→ PROBLEM REQUIREMENTS: Can you write out, character for character, the lines of the records below that run from the one containing "Where can you find the wood" through the final line of the records, both ends included?

→ EXERCISE INPUTS:
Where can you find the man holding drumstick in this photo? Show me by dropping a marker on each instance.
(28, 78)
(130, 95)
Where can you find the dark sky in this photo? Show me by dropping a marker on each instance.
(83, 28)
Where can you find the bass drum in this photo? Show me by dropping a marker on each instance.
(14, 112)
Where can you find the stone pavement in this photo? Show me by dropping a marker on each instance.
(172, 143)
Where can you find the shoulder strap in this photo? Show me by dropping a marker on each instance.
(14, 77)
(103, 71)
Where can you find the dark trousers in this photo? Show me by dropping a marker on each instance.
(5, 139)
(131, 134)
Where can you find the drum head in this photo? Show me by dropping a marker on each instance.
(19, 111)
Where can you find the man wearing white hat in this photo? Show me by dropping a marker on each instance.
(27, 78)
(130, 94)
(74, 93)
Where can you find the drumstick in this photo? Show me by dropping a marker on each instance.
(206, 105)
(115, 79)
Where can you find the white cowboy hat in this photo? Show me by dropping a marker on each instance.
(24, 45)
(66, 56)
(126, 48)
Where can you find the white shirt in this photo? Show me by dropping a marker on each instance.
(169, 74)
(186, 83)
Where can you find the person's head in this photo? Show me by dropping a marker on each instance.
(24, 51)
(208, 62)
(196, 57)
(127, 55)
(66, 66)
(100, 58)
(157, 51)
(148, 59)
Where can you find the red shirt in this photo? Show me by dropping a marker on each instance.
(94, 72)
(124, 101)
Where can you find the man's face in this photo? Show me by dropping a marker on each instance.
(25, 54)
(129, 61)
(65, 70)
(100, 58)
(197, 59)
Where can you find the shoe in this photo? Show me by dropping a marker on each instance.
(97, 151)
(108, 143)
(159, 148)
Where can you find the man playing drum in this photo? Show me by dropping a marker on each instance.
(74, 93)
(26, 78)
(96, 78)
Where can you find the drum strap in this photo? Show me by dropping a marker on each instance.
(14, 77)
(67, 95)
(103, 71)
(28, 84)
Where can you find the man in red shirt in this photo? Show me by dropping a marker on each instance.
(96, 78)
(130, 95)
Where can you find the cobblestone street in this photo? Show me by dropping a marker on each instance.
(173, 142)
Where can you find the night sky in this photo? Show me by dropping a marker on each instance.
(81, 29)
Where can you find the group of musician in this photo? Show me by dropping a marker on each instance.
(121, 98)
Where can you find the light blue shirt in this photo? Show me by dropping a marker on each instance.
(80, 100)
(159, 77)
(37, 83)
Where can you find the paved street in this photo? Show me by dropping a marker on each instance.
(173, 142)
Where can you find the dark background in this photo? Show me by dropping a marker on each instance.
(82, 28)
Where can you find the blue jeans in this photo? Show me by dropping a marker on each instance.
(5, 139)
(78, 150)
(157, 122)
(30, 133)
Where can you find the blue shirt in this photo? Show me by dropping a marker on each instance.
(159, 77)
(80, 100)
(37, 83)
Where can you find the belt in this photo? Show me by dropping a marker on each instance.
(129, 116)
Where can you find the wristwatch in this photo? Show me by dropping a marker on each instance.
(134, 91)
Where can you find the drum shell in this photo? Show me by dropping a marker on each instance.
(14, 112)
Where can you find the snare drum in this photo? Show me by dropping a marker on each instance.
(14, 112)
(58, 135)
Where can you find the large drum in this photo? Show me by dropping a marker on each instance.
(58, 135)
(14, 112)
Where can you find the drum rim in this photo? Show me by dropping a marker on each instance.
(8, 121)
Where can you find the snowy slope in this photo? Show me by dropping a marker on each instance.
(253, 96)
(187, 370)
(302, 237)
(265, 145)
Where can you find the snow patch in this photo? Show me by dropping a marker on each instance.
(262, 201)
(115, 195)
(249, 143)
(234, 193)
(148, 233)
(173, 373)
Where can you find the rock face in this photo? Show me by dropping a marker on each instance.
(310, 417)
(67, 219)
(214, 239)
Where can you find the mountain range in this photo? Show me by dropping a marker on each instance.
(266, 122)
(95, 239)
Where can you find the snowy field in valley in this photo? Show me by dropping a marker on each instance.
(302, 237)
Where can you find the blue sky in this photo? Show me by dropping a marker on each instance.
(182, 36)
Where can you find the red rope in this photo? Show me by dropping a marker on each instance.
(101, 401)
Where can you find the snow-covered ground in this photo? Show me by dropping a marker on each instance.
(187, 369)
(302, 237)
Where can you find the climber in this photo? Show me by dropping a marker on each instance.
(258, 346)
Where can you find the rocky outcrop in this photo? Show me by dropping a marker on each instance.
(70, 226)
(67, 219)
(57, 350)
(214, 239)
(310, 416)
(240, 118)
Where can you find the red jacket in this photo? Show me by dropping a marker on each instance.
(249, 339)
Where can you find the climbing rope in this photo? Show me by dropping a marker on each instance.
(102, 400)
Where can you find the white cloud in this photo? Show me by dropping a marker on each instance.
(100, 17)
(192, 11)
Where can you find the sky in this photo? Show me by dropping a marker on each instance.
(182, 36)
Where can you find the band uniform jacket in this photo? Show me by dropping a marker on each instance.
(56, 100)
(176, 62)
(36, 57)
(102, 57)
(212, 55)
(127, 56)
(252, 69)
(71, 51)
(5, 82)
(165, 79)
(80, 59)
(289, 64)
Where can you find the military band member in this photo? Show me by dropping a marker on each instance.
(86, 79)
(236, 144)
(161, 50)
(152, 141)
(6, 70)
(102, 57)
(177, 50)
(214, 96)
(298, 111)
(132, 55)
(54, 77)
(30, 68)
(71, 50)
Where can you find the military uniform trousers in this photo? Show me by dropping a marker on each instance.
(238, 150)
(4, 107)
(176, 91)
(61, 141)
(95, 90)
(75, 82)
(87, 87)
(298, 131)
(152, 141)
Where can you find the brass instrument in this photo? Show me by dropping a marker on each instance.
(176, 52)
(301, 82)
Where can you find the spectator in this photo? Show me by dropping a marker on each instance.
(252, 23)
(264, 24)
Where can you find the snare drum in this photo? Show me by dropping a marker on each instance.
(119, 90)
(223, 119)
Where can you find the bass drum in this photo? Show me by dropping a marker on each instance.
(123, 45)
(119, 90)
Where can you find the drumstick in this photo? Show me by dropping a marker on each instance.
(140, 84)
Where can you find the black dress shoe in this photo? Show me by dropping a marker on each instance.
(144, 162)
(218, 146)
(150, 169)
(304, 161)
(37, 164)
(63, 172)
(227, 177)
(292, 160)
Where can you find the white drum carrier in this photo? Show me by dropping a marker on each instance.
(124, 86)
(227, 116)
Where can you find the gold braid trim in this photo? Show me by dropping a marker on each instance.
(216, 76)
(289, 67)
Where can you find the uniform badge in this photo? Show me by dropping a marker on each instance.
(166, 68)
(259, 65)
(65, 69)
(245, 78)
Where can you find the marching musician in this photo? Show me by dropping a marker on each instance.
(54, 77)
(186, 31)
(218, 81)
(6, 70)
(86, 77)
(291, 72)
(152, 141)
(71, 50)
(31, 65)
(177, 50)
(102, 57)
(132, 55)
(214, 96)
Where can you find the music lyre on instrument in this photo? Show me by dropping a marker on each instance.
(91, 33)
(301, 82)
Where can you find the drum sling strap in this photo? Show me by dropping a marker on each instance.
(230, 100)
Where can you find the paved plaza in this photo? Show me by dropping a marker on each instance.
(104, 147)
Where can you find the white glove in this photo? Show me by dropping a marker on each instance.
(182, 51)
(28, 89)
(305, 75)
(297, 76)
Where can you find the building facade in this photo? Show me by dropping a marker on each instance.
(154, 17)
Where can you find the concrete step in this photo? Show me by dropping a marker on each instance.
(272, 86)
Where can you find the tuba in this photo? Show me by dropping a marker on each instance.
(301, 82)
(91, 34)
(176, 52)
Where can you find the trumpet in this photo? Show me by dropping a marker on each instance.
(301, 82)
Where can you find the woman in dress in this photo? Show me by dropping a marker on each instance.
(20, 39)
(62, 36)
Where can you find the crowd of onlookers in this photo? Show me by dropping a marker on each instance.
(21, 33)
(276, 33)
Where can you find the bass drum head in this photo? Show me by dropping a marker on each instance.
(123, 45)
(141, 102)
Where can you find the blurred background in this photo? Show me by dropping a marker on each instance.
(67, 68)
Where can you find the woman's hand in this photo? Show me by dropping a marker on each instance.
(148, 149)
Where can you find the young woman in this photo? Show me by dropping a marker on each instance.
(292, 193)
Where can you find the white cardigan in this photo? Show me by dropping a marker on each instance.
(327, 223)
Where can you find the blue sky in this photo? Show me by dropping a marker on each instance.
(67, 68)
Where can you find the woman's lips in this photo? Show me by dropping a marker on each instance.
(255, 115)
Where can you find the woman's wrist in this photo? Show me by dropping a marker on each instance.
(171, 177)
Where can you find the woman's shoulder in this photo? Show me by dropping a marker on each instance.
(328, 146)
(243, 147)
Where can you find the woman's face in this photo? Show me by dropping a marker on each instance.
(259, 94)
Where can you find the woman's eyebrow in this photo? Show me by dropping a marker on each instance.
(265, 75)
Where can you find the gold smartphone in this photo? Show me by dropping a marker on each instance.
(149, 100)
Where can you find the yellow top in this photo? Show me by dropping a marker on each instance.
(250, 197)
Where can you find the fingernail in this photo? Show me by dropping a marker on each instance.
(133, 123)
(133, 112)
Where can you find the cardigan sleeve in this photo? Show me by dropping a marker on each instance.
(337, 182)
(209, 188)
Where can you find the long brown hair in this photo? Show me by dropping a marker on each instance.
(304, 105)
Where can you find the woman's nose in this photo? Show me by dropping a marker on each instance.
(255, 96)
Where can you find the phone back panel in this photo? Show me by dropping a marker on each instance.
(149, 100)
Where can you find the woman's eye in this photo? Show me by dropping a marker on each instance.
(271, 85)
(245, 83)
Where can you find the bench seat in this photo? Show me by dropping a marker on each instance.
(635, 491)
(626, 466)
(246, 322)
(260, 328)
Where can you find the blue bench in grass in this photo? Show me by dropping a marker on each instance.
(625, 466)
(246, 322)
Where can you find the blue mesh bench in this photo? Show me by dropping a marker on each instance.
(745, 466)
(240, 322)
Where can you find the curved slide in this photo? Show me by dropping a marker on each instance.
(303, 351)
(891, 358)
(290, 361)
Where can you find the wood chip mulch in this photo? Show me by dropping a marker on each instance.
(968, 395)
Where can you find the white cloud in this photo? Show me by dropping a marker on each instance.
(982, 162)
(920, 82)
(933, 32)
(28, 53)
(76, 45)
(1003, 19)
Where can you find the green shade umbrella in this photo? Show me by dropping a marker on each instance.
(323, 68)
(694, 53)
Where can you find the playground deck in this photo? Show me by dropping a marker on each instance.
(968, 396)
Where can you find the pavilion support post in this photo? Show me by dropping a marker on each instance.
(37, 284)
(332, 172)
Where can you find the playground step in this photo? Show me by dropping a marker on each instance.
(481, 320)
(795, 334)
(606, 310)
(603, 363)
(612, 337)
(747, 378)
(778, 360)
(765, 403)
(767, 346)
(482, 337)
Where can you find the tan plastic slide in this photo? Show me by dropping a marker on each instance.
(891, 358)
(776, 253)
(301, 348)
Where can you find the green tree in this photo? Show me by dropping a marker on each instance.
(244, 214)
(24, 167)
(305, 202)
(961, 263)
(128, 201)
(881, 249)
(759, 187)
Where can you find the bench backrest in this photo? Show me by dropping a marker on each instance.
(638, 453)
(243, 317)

→ RESULT OF THE EXERCISE:
Where can you find the wood chip mulch in this photo? Show me by dropping a marker on each instance.
(968, 395)
Where can you find the white cloud in this photo? Show me by dropping a marker on each instance.
(982, 162)
(920, 82)
(933, 32)
(28, 53)
(76, 45)
(1003, 19)
Where can you find the green shade umbrella in this photo? Show me by dropping a marker on each instance.
(323, 68)
(694, 53)
Where can you find the playground deck in this photo? Show me by dropping a marker on each instance.
(968, 396)
Where can you find the pavilion support post in this photo? Show me by dropping a marker on each instance.
(37, 284)
(332, 172)
Where can you find the playground step in this photo? Show me by dropping a marker on each instance.
(481, 320)
(795, 334)
(606, 310)
(603, 363)
(612, 337)
(747, 378)
(778, 360)
(765, 403)
(767, 346)
(482, 337)
Where can you find the tan plastic slide in this photo? Show me by dropping a marker on each instance.
(891, 358)
(776, 253)
(301, 348)
Where can you find the green tree in this photo? Show me by dropping a marker on each instance.
(244, 214)
(24, 167)
(305, 202)
(961, 263)
(128, 201)
(881, 249)
(759, 187)
Where can you find the bench backrest in this photo? Show me by dropping a marker on each instance.
(638, 453)
(243, 317)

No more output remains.